* _TAAKVEREISTEN_
Neem alle rijen hieronder letterlijk over, zonder iets te veranderen.

※ ※ ※

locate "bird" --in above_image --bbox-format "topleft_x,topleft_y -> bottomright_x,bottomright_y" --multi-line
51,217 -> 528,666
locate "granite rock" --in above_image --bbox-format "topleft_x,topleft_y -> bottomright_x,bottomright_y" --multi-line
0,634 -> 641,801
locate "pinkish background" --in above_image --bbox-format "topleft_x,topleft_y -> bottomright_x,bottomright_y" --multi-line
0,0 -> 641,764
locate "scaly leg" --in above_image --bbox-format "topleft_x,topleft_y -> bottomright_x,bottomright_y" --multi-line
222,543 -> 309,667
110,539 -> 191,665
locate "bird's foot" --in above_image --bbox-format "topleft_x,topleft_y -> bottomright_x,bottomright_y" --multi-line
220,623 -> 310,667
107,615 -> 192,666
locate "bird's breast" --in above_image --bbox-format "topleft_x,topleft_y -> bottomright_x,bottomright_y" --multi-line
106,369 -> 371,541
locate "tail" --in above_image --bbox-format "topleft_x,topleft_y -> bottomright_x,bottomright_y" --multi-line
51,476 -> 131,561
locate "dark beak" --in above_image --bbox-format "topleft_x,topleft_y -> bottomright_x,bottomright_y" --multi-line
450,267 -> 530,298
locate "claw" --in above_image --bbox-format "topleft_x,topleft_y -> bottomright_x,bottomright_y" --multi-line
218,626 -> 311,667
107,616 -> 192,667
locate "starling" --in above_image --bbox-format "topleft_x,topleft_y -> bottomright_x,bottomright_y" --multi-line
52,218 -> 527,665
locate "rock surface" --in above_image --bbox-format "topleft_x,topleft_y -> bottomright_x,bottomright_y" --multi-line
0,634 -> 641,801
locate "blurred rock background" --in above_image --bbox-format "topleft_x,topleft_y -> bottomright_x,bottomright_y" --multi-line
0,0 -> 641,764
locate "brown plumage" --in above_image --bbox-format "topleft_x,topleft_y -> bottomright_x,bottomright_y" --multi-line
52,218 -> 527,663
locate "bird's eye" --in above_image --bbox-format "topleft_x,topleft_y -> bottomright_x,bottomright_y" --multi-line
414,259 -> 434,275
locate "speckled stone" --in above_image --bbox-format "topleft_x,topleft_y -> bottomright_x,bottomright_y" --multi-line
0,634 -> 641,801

※ ※ ※

* _EINDRESULTAAT_
locate "bird" --in above_image --bbox-format "topleft_x,topleft_y -> bottomright_x,bottomright_y" --multi-line
51,217 -> 528,666
locate "granite rock" --in above_image --bbox-format "topleft_x,topleft_y -> bottomright_x,bottomright_y" --multi-line
0,634 -> 641,801
locate "pinkish background" --in above_image --bbox-format "topleft_x,topleft_y -> bottomright_x,bottomright_y" --multi-line
0,0 -> 641,764
locate "scaly leg" --in above_image --bbox-format "topleft_x,topleft_y -> bottomright_x,bottomright_y" --multi-line
222,543 -> 309,667
110,539 -> 191,665
locate "bird's foot" --in above_image --bbox-format "topleft_x,topleft_y -> bottomright_x,bottomright_y" --multi-line
220,623 -> 310,667
107,615 -> 192,666
locate "bird's breast" --in above_image --bbox-format "topleft_x,topleft_y -> bottomright_x,bottomright_y" --multi-line
106,369 -> 371,541
locate "tail" --in above_image --bbox-format "topleft_x,topleft_y -> bottomright_x,bottomright_y" --multi-line
51,476 -> 131,561
locate "dark beak" --in above_image --bbox-format "topleft_x,topleft_y -> bottomright_x,bottomright_y" --multi-line
450,267 -> 530,298
locate "claw" --in above_image --bbox-format "topleft_x,topleft_y -> bottomright_x,bottomright_y" --multi-line
218,626 -> 311,667
107,616 -> 192,667
locate "starling" --in above_image --bbox-format "topleft_x,topleft_y -> bottomright_x,bottomright_y" --multi-line
52,218 -> 527,665
locate "rock surface" --in above_image --bbox-format "topleft_x,topleft_y -> bottomright_x,bottomright_y" --multi-line
0,634 -> 641,801
locate "blurred rock background" --in above_image --bbox-format "topleft_x,topleft_y -> bottomright_x,bottomright_y" --multi-line
0,0 -> 641,764
locate "brown plumage" --in above_image --bbox-format "topleft_x,topleft_y -> bottomright_x,bottomright_y" --multi-line
52,218 -> 527,663
locate "bird's eye" --in above_image --bbox-format "topleft_x,topleft_y -> bottomright_x,bottomright_y" --multi-line
414,259 -> 434,275
locate "speckled stone" --in above_image --bbox-format "topleft_x,topleft_y -> bottomright_x,bottomright_y" --multi-line
0,634 -> 641,801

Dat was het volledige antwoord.